Os Vencedores – A Volta por Cima da Geração Esmagada pela Ditadura de 1964 faz um retrato de uma geração nascida nos anos 1940 e que era muito jovem nos anos 1960. A narrativa acompanha a travessia desses militantes, estudantes, músicos, escritores, atores, cineastas e guerrilheiros em sua derrocada até sua superação, quando se tornam referências de luta pela democracia.

***

▸ TAREFAS A REALIZAR
1) Responda às perguntas sobre o trecho sobre Os Vencedores:
(a) Em que década nasceu a geração retratada?
(b) Em que década essa geração era muito jovem?
(c) No que esses militantes se tornam ao alcançar sua superação?
2) Copie fielmente a parte do trecho sobre Os Vencedores que vai de "Os Vencedores –" a "luta pela democracia.".
A listagem que vem depois é um material à parte, sem relação com o trecho.

Entradas de dados armazenados:
***

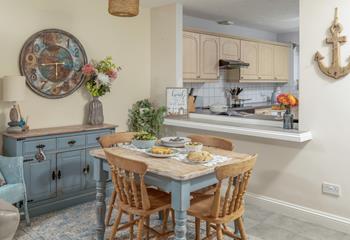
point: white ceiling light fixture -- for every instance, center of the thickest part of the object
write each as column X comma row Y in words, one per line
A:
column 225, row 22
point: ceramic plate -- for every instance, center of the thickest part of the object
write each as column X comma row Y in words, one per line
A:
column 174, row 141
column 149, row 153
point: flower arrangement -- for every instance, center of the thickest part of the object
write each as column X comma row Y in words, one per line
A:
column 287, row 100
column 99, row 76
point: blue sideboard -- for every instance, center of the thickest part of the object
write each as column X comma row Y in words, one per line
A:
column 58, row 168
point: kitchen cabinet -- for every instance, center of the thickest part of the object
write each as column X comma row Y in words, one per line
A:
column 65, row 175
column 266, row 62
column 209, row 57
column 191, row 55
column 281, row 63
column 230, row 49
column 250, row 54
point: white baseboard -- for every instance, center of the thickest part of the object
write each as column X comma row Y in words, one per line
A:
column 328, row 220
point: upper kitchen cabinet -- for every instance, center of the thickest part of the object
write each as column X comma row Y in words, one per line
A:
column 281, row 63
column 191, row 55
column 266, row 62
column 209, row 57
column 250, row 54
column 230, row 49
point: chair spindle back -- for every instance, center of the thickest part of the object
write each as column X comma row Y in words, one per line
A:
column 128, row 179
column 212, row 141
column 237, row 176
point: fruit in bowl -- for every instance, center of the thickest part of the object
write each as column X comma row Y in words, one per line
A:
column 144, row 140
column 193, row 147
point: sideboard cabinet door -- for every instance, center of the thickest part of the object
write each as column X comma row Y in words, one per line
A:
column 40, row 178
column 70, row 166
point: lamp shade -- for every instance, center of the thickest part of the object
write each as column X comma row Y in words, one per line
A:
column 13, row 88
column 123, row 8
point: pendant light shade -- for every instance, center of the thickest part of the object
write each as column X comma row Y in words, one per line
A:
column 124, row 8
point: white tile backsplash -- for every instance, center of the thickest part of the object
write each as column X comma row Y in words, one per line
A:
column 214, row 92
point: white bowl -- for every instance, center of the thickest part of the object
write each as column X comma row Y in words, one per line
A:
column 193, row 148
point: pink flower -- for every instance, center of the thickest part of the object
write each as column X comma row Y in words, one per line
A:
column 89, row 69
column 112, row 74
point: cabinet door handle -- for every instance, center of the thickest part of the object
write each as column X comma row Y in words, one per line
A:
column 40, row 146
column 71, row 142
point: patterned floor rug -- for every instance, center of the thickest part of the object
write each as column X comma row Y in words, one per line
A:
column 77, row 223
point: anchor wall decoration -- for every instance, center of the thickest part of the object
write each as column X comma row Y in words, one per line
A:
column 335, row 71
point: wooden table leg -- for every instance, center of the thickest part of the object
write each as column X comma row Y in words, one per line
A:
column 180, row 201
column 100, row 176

***

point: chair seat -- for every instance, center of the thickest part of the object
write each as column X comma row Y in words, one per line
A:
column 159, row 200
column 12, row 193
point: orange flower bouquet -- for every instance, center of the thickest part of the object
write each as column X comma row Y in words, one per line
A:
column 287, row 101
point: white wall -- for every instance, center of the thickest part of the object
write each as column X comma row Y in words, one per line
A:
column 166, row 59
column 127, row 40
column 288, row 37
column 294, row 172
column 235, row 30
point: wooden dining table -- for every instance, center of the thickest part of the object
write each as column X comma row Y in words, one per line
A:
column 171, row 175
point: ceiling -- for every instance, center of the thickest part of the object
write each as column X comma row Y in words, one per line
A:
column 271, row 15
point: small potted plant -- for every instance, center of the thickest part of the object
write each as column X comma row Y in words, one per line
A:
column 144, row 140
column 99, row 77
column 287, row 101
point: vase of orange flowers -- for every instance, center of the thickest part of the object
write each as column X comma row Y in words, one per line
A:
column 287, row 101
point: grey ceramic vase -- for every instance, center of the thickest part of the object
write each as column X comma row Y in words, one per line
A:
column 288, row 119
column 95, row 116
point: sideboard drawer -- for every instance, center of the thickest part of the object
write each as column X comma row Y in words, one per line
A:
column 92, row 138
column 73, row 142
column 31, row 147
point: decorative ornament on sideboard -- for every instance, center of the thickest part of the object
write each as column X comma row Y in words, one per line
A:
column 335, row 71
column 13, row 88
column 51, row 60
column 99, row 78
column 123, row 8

***

▸ TAREFAS RESOLVIDAS
1)
(a) Nos anos 1940.
(b) Nos anos 1960.
(c) Em referências de luta pela democracia.

2)
Os Vencedores – A Volta por Cima da Geração Esmagada pela Ditadura de 1964 faz um retrato de uma geração nascida nos anos 1940 e que era muito jovem nos anos 1960. A narrativa acompanha a travessia desses militantes, estudantes, músicos, escritores, atores, cineastas e guerrilheiros em sua derrocada até sua superação, quando se tornam referências de luta pela democracia.